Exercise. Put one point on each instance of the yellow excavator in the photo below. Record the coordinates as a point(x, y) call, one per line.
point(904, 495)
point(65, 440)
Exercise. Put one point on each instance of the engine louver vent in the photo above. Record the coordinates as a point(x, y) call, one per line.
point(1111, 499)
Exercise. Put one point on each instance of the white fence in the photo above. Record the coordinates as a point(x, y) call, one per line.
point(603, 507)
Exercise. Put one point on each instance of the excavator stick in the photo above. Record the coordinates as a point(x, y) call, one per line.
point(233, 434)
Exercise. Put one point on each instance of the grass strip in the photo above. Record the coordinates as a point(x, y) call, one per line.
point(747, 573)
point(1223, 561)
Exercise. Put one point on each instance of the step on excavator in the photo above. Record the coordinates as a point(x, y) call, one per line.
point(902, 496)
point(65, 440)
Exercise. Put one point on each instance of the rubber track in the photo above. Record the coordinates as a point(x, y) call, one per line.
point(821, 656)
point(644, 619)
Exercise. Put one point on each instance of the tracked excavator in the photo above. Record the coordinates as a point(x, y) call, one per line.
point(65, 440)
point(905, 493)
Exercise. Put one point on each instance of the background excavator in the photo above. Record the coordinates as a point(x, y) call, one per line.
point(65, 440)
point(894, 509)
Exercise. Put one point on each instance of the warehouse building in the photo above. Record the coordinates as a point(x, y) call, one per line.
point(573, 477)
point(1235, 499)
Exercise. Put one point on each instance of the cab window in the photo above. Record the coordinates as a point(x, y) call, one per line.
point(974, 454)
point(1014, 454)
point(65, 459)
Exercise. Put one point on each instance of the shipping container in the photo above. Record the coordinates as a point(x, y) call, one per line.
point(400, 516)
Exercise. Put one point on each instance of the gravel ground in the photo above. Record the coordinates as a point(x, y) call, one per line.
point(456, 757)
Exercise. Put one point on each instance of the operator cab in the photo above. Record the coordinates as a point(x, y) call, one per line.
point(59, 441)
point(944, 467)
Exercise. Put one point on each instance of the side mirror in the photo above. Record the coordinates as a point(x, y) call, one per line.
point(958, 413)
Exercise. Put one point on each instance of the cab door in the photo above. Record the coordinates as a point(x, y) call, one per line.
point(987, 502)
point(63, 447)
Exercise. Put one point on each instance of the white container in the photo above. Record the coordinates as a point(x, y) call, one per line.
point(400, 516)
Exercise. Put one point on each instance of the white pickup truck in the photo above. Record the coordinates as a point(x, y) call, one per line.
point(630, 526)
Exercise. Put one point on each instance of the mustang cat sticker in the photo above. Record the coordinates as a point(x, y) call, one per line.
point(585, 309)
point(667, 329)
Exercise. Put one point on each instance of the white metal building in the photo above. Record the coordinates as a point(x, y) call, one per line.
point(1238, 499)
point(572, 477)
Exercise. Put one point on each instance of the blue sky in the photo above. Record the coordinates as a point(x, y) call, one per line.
───
- [What to work on] Copy out all of the data above, line for line, with no changes of any kind.

- [Expected answer]
Exercise. Put one point on each instance of the yellow excavator in the photo below. Record the coordinates as a point(x, y) call, one per line.
point(904, 495)
point(65, 440)
Exercise. Put one point on each instance of the engine louver vent in the photo above. Record the coordinates as a point(x, y) call, one per line.
point(1111, 499)
Exercise. Put one point on each instance of the white fence in the photo above. Record the coordinates as a point(x, y) call, one per line.
point(603, 507)
Exercise. Put one point on each instance of the excavator stick in the photo above. Record the coordinates as a point(x, y) call, one per line.
point(233, 434)
Exercise. Put one point on each instance of the grass strip in the photo above. Record the coordinates as a point(x, y) call, one per line.
point(747, 573)
point(1223, 561)
Exercise. Put one point on each instance of the step on excavator in the photo above. Record the coordinates as a point(x, y) call, one per line.
point(902, 496)
point(65, 440)
Exercise. Put one point on each instance of the rubber track in the photo above. Record the coordinates as a point(x, y) call, one per line.
point(821, 656)
point(644, 619)
Exercise. Put one point on each instance of the tracked excavator in the photo above. Record the coordinates as a point(x, y) call, one per line.
point(65, 440)
point(905, 493)
Exercise. Put one point on each instance of the background excavator in the photo above. Record the coordinates as a point(x, y) call, one per line.
point(65, 440)
point(894, 509)
Exercise. Put one point on each instance of the warehouse building in the photo above. Record the coordinates as a point(x, y) call, one per line.
point(573, 477)
point(1235, 499)
Exercise. Put one point on each instance of the cab window in the photo above. Record the coordinates as a point(x, y) call, one per line.
point(974, 454)
point(1014, 454)
point(65, 459)
Exercise. Put one point on each instance of the shipping container in the photo above. Record the coordinates as a point(x, y) call, one per line.
point(400, 516)
Exercise. Put one point on each instance of the gravel ground in the photo above. Record the coordinates as a point(x, y) call, one per line.
point(456, 757)
Exercise. Put one point on each instance of the operator cab in the photo above. Record the coordinates as a point(x, y) call, one per line.
point(59, 441)
point(944, 467)
Exercise. Put one point on each instance of the side mirror in the photo above. Record the coordinates as a point(x, y) call, one per line.
point(958, 413)
Exercise. Put one point on each instance of the cab door in the photo above. Record the coordinates as a point(x, y) call, one per line.
point(987, 502)
point(63, 447)
Exercise. Put one point on each instance of the white container in the photo above. Record the coordinates as a point(x, y) call, one per line.
point(400, 516)
Exercise. Put one point on each instance of the white pickup truck in the photo above. Record the coordinates as a point(x, y) call, one per line.
point(630, 526)
Exercise. Put one point on each instance of the mustang cat sticker in the photo above. Record the coordinates as a point(x, y) call, one per line.
point(585, 309)
point(667, 329)
Exercise. Put one point on each instance of the white metal building in the photo above. Record the coordinates as a point(x, y) call, one per line.
point(1238, 499)
point(572, 477)
Exercise. Put one point on each instance of the blue sky in the photo above. Record the coordinates as a point(x, y) call, one per line.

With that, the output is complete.